**Tarefas a realizar:**
1 - Traduz para inglês esta frase do texto sobre as mortes de orangotangos na Indonésia: "Estas sentenças ficaram muito aquém da pena máxima."
2 - Prolonga o texto sobre as mortes de orangotangos na Indonésia a partir do ponto em que termina.

::: Texto a ler :::

Na Indonésia, as mortes de orangotangos passam muitas vezes impunes

Na Indonésia, as mortes de orangotangos passam muitas vezes impunes
Os orangotangos do Bornéu são uma das três espécies de orangotangos da Indonésia. Todas estas espécies estão em perigo crítico de extinção, mas nunca ninguém recebeu a pena máxima por matar ou comercializar orangotangos. FOTOGRAFIA DE ROBERT HARDING, PICTURE LIBRARY

No início de 2018, um aldeão encontrou o corpo inchado e sem cabeça de um orangotango a flutuar num rio na província de Kalimantan Central, na Indonésia. Este orangotango do Bornéu tinha sido baleado 17 vezes com uma arma de ar comprimido, tinha várias costelas partidas e tinha sido decapitado com uma faca de mato. Dois agricultores, que alegaram ter agido em legítima defesa, foram detidos e condenados pelo assassinato. Os homens foram condenados a seis meses de prisão e multados em 500.000 rúpias, ou cerca de 35 euros.

Estas sentenças ficaram muito aquém da pena máxima. “Os crimes relacionados com orangotangos são encarados como um problema inexistente em comparação com os outros crimes ambientais [e] florestais com os quais o governo lida”, diz Taylor Tench, analista da Agência de Investigação Ambiental (EIA) dos Estados Unidos. De facto, de acordo com um relatório de 2020 realizado pelo grupo de consultoria científica Borneo Futures e pela organização sem fins lucrativos Wildlife Impact, os crimes relacionados com orangotangos que terminam com uma condenação são menos de um por cento.

::: Dados extraídos :::

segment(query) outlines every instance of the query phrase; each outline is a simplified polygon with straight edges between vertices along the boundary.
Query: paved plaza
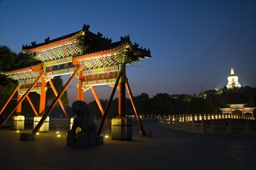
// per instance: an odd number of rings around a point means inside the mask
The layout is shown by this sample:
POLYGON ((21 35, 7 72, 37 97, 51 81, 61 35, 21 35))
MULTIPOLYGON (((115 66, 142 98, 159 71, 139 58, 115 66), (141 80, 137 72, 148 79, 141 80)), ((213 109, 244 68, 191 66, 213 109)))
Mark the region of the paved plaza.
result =
MULTIPOLYGON (((67 128, 19 141, 19 134, 0 128, 0 169, 254 169, 256 138, 203 135, 145 123, 152 137, 142 137, 134 124, 132 141, 104 138, 92 148, 65 146, 67 128)), ((30 133, 31 129, 22 131, 30 133)))

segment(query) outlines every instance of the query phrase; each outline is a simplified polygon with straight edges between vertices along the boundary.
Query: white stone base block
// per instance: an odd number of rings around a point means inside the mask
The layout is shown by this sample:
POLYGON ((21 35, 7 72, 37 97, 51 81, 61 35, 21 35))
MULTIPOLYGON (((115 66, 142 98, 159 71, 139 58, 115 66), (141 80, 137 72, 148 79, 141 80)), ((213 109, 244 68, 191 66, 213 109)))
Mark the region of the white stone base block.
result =
MULTIPOLYGON (((33 128, 36 128, 36 126, 37 125, 38 122, 41 120, 41 118, 42 117, 40 116, 34 117, 33 128)), ((50 117, 47 117, 47 119, 44 121, 43 124, 42 124, 41 128, 39 129, 40 132, 49 131, 49 121, 50 121, 50 117)))
POLYGON ((24 130, 25 117, 22 115, 12 116, 14 130, 24 130))
POLYGON ((132 121, 128 117, 114 117, 111 123, 112 139, 132 140, 133 126, 132 121))

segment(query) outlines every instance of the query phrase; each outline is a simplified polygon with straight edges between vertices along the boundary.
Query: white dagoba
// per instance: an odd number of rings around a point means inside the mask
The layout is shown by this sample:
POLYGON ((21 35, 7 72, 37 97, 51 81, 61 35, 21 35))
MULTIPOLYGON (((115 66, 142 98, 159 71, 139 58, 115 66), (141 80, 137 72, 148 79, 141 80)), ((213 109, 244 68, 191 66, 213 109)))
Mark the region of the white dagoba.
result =
POLYGON ((238 76, 234 74, 234 68, 231 68, 230 76, 227 77, 227 89, 240 88, 241 85, 238 82, 238 76))

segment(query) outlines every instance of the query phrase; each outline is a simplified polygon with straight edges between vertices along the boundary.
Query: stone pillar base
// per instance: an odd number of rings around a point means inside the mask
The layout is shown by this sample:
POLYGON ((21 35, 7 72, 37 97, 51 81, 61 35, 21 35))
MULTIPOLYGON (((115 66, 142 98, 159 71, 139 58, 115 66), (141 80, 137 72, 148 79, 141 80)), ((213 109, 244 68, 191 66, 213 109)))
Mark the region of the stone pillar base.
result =
POLYGON ((111 136, 114 140, 132 140, 132 121, 128 117, 117 117, 112 119, 111 136))
POLYGON ((24 130, 25 117, 22 115, 13 116, 12 129, 14 130, 24 130))

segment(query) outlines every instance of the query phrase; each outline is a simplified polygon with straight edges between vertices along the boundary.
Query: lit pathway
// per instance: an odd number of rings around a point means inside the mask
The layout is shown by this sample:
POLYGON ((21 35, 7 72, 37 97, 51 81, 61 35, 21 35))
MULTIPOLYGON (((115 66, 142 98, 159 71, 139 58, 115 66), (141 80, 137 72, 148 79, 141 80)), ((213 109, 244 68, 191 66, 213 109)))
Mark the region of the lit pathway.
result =
MULTIPOLYGON (((104 139, 94 148, 67 148, 66 131, 40 134, 20 141, 19 134, 0 128, 0 169, 254 169, 256 138, 190 134, 144 124, 152 137, 104 139)), ((31 130, 29 130, 31 131, 31 130)), ((28 132, 29 132, 28 131, 28 132)))

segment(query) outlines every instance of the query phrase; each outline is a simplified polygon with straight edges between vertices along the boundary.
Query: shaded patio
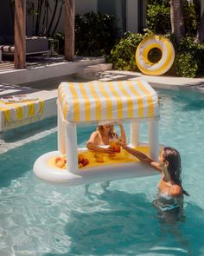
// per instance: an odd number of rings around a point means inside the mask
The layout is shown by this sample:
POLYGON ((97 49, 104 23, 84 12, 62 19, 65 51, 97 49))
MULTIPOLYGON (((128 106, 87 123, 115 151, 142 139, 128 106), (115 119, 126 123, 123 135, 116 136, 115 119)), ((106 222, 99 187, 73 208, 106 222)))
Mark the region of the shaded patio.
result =
MULTIPOLYGON (((74 56, 74 0, 65 0, 65 45, 63 61, 73 62, 74 56)), ((14 55, 3 57, 0 65, 3 69, 25 69, 30 62, 52 62, 59 58, 41 56, 33 57, 26 56, 26 0, 15 0, 14 11, 14 55), (34 61, 34 58, 35 61, 34 61), (12 63, 13 62, 13 63, 12 63)))

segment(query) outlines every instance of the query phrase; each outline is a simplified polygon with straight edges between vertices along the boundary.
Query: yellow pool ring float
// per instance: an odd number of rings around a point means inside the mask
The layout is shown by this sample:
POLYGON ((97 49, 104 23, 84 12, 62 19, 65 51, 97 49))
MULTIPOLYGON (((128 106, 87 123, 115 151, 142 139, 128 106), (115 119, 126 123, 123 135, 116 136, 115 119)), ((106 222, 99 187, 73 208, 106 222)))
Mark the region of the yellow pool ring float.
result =
POLYGON ((167 72, 174 62, 175 49, 169 40, 160 36, 152 36, 143 39, 136 50, 136 62, 145 75, 160 75, 167 72), (148 59, 149 52, 158 48, 162 52, 162 58, 156 63, 148 59))

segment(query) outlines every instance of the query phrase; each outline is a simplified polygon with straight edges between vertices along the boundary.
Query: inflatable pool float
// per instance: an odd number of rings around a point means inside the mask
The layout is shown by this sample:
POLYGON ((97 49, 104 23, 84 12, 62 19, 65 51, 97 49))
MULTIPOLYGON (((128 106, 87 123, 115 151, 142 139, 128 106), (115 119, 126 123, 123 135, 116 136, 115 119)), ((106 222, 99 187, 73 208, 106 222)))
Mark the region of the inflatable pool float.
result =
POLYGON ((175 60, 174 46, 169 40, 160 36, 152 36, 143 39, 136 50, 136 62, 145 75, 161 75, 167 72, 172 66, 175 60), (157 48, 162 52, 161 59, 156 62, 151 62, 148 55, 150 51, 157 48))
POLYGON ((157 160, 158 97, 145 81, 61 82, 57 105, 58 150, 35 161, 33 170, 37 177, 50 182, 80 185, 157 174, 124 149, 106 154, 79 148, 77 145, 78 125, 98 125, 101 120, 130 120, 130 146, 157 160), (143 121, 148 121, 148 143, 138 140, 143 121))

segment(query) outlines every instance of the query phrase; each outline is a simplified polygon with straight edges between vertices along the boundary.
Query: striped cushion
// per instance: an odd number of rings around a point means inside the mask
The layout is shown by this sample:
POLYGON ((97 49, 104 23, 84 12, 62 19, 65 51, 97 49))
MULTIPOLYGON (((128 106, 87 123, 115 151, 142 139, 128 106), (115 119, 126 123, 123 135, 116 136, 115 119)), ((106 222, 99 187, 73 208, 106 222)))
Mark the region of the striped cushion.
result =
POLYGON ((58 102, 68 121, 152 119, 158 97, 145 81, 61 82, 58 102))

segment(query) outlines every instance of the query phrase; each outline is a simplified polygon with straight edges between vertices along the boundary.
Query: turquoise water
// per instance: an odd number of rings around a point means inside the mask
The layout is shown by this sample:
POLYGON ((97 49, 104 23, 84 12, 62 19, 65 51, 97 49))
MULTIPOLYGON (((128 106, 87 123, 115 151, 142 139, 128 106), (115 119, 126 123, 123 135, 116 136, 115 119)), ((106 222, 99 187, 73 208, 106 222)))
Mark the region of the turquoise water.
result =
MULTIPOLYGON (((0 255, 204 255, 204 97, 159 91, 160 141, 182 155, 182 221, 161 218, 152 201, 159 176, 67 187, 32 173, 55 150, 56 120, 16 129, 0 147, 0 255), (41 126, 41 128, 40 128, 41 126)), ((129 136, 129 124, 124 128, 129 136)), ((93 127, 80 128, 84 146, 93 127)), ((147 127, 141 128, 146 140, 147 127)))

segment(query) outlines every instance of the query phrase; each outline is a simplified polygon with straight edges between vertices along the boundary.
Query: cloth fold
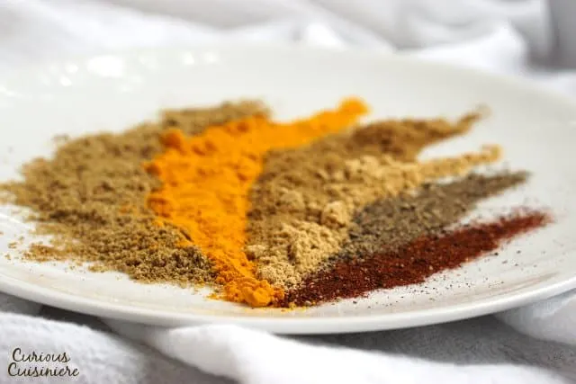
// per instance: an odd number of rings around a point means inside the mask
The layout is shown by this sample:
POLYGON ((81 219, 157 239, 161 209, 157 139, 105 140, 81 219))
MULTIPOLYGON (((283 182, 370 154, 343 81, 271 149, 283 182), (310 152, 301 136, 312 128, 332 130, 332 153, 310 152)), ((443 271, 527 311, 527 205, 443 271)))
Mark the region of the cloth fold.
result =
MULTIPOLYGON (((567 3, 7 0, 0 6, 0 73, 110 49, 289 41, 398 51, 522 76, 576 96, 576 70, 556 66, 574 33, 565 30, 571 23, 561 4, 567 3)), ((562 64, 571 65, 569 56, 562 64)), ((230 326, 139 326, 0 293, 0 355, 10 362, 16 348, 66 352, 80 372, 73 380, 86 383, 568 383, 576 382, 575 330, 576 290, 451 324, 292 338, 230 326)), ((1 382, 16 380, 6 374, 1 382)))

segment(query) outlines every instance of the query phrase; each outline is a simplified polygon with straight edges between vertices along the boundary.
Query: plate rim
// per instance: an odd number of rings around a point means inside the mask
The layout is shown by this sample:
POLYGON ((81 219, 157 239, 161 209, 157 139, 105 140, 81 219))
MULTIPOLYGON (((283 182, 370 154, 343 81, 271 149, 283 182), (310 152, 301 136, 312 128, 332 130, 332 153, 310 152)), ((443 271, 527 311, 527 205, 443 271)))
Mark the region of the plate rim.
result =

:::

**Respostas dadas:**
1 - These sentences fell far short of the maximum penalty.

2 -
A razão para isto acontecer é simples, diz Vincent Nijman, da Universidade Oxford Brookes, no Reino Unido, que estudou o comércio de orangotangos. “O governo da Indonésia, como outros governos pelo mundo inteiro, decidiu que a vida selvagem não está no topo da sua lista de prioridades. É vital que os infratores sejam condenados com a pena máxima aplicável. Se isso não acontecer, os conservacionistas devem começar a fazer barulho”, diz Vincent Nijman.

As três espécies de orangotangos da Indonésia – Bornéu, Sumatra e Tapanuli – estão em perigo crítico de extinção. O número de orangotangos do Bornéu passou de 300.000 na década de 1970 para 55.000 em 2016; os orangotangos de Sumatra são cerca de 13.800; e restam menos de 800 orangotangos de Tapanuli, que foram identificados em 2017 enquanto espécie separada, de acordo com a União Internacional para a Conservação da Natureza.

Contudo, Taylor Tench diz que as autoridades “cederam à indústria e ao lucro”, permitindo que o habitat dos orangotangos fosse clareado para a extração de madeira e para o cultivo de plantações de óleo de palma à escala industrial. Na Indonésia, foram destruídos cerca de 800.000 hectares de habitat desde 2016, de acordo com um relatório publicado pela EIA em outubro de 2021.

Os incêndios florestais também destroem a floresta, forçando muitas vezes os orangotangos a fugir para as áreas habitadas por pessoas. A EIA estima que são caçados anualmente mais de 2.000 orangotangos – quer seja porque as pessoas têm medo, por desporto ou pela sua carne – e as crias órfãs geralmente são vendidas para o comércio de animais de estimação.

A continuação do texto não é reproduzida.